-- Start DATASET RECORDS --
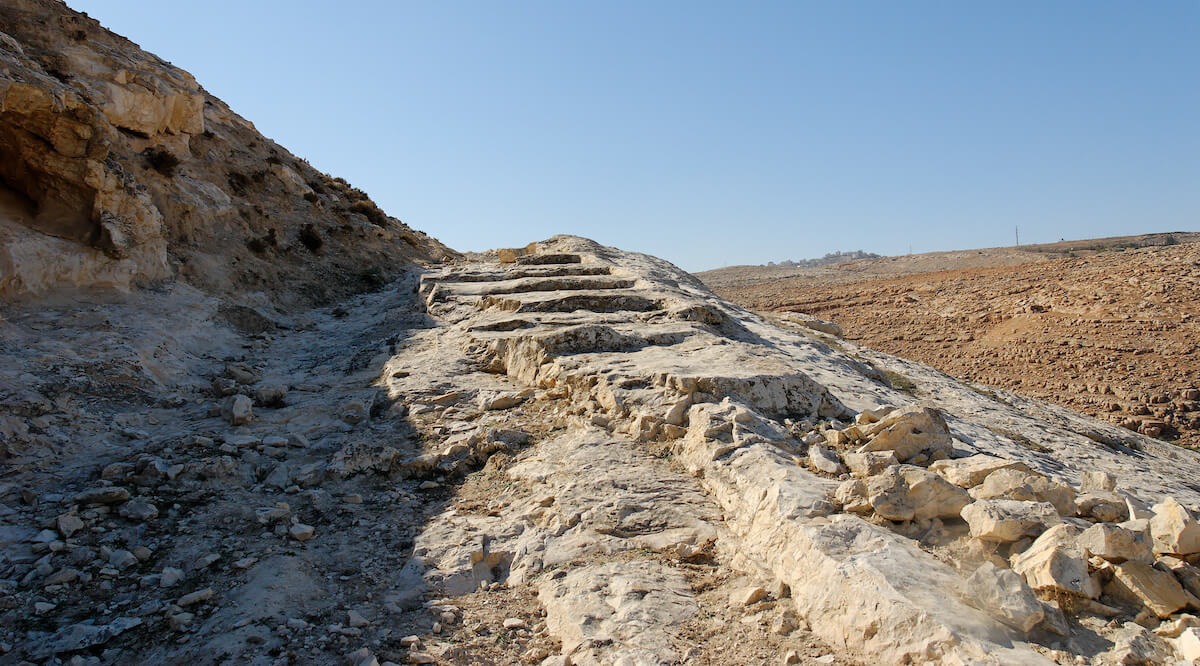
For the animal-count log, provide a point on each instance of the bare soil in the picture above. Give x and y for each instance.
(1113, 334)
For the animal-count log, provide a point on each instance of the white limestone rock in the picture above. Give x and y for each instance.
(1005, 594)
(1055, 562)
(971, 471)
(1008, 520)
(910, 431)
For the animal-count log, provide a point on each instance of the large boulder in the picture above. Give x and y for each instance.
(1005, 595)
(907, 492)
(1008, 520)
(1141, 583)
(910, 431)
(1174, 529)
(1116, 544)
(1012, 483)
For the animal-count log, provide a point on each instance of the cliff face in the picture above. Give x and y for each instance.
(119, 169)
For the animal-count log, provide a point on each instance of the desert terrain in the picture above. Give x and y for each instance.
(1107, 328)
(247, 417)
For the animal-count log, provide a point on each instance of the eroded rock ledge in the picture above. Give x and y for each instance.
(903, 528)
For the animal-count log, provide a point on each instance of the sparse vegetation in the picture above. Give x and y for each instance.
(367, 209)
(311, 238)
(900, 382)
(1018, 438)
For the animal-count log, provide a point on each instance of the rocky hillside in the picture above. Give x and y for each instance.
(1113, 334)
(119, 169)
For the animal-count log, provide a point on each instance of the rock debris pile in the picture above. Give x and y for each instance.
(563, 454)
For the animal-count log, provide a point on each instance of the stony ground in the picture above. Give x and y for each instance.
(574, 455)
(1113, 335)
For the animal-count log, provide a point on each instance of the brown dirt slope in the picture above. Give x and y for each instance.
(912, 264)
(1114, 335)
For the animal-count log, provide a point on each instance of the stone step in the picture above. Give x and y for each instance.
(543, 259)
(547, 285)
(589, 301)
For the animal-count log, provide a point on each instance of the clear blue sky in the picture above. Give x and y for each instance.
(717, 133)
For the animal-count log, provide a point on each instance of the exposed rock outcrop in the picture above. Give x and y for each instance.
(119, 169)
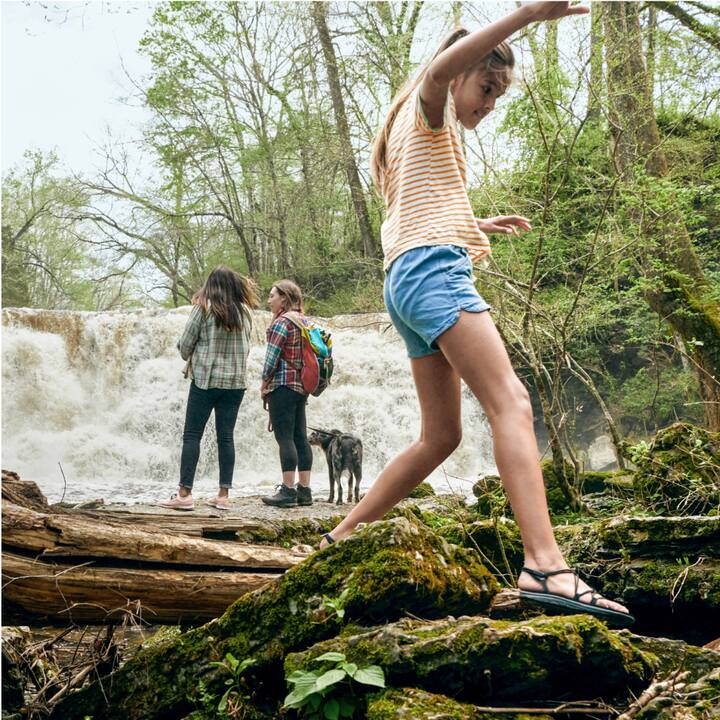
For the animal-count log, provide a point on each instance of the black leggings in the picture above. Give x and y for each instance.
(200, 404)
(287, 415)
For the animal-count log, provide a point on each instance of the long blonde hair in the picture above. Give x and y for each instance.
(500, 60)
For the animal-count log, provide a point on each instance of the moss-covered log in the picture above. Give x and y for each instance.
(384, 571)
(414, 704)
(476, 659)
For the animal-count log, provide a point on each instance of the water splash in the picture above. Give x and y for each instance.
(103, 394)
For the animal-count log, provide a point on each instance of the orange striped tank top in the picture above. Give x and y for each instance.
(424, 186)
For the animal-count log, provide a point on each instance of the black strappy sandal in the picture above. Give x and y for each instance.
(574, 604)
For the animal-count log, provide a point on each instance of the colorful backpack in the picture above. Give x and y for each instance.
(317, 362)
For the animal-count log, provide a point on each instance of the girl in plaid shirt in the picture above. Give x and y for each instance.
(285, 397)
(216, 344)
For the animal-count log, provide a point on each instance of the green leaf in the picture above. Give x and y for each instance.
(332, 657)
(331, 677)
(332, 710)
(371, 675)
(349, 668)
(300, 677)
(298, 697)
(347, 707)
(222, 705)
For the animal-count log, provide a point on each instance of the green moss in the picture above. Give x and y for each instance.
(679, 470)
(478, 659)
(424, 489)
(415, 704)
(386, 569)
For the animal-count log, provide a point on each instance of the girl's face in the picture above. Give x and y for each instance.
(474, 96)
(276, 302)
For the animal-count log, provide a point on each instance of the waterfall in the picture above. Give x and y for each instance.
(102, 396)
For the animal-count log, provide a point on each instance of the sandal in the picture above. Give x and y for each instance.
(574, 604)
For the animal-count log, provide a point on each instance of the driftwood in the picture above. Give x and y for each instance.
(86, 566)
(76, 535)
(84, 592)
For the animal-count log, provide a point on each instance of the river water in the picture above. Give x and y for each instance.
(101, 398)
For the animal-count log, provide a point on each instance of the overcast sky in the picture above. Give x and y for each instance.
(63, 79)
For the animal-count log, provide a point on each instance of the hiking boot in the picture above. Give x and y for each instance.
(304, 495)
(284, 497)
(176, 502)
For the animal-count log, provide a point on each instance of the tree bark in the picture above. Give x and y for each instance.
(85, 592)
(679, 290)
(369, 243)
-- End DATASET RECORDS --
### TASK GOAL
Reproduce the rows verbatim, starting at the line that contains "of the overcast" and ending at the final line of the rows above.

### RESULT OF THIS EXERCISE
For the animal-count log, provide a point on each instance of the overcast sky in the picture above. Give x and y for each instance.
(63, 79)
For the animal-count log, provide a point on each instance of the hiking boot in the picture above. Give x and y for each instance.
(304, 495)
(284, 497)
(176, 502)
For the animal-count log, provide a point on each instance of the tree bark in the picture above. Give x and y for each instance.
(85, 592)
(679, 290)
(369, 243)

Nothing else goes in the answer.